• _TASK INSTRUCTIONS_:
1. Please rewrite the paragraph in the Febrl passage that begins "Febrl supports several most popular" as a short bulleted list that keeps its main facts.
2. Write the next part of the Febrl passage, picking up after its closing sentence on SQL database access.

• _GIVEN PASSAGE_:
** begin **

Febrl is implemented in Python, a free, object oriented programming language that is available on all major computing platforms and operating systems. Python is an ideal platform for rapid prototype development as it provides data structures such as sets, lists and dictionaries (associative arrays) that allow efficient handling of very large data sets, and includes many modules offering a large variety of functionalities. For example, it has excellent built-in string handling capabilities, and the large number of extension modules facilitate, for example, database access and graphical user interface (GUI) development. For the Febrl user interface, the PyGTK4 library and the Glade5 toolkit were use, which, combined, allow rapid platform independent GUI development. Febrl is published for free under an open source software licence. The software is available from the Sourceforge repository. Due to the availability of its source code, Febrl is suitable for the rapid development, implementation, and testing of new and improved record linkage algorithms and techniques, as well as for both new and experienced users to learn about and experiment with various record linkage techniques.

B.                 Availability

Febrl is freely available under an open source software licence and can be installed on all major computing platforms and operating systems. It is based only on software components and libraries that are freely available themselves, thus no costs are involved for the user. Febrl is implemented in Python, a free, object oriented programming language that is available on all major computing platforms and operating systems. Python is an ideal platform for rapid prototype development as it provides data structures such as sets, lists and dictionaries (associative arrays) that allow efficient handling of very large data sets, and includes many modules offering a large variety of functionalities. For example, it has excellent built-in string handling capabilities, and the large number of extension modules facilitate, for example, database access and graphical user interface (GUI) development.

The software is available from the Sourceforge repository - http://sourceforge.net/projects/febrl/.

C.                 Input data Formats

Febrl supports several most popular text-based file formats, including the most widely used comma separated values (CSV).  The user can specify additional parameters defining the file format more concretely (whether there is a header file with field names, which field contains the unique identifiers (if any), how are missing values identified, what is the field separator for a CSV file, etc.).

Database access using SQL is currently not available and will be included in the future.

** end **

• _COLLECTED MATERIAL_:
** begin **

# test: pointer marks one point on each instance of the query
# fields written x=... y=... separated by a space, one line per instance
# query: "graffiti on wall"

** end **

• _THE RESPONSES_:
1.
- Febrl supports several popular text-based file formats, including comma separated values (CSV), the most widely used.
- Users can set additional parameters that define a file format more precisely, such as:
  - whether there is a header file with field names
  - which field contains the unique identifiers, if any
  - how missing values are identified
  - what the field separator is for a CSV file

2.
D.                 Functionality

Febrl contains many recently developed advanced techniques for data cleaning and standardisation, indexing (blocking), field comparison, and record pair classification, and encapsulates them into a graphical user interface. In the following paragraphs these functions will be briefly described. For more details see [3].

Exploratory analysis: the package allows the use to explore the data set in order to get better insight into its characteristics and to understand better the data content and quality. Thus obtained knowledge will be used in the further phases of standardization, de-duplication and/or linkage. In case of larger data sets it is possible to select sampling rate as a percentage of the number of records in the data set. This will speed up the performance.

Data cleaning and standardization: Cleaning and standardization functionality is supported by the package but is not fully integrated into the phases of a deduplication or linkage project. That is, when data cleaning and standardization is performed, a new data set is created and stored. This cleaned and standardized data set can be further used as an input for the next step of the process. Different standardisers are available, currently for names, addresses, dates and telephone numbers. Most of these standardisers are rule-based, for details see [1] and the references therein. Each standardiser accepts one or more input fields from the input data set and represents each component into segments stored into a number of output fields (e.g. six for names, 27 for addresses).

Indexing/Blocking: In order to perform the de-duplication or record linkage process it is necessary to specify the indexing method and the corresponding indexing keys. Seven different indexing methods are provided:

1)      Full index

2)      Blocking index

3)      Sorting index

4)      QGram index

5)      Canopy index

6)      String map index

7)      Suffix array index

While the Full index is the trivial method (all records are taken into account) and the Blocking index is implemented in most of the commercial and open source software packages, the rest five methods are recently developed.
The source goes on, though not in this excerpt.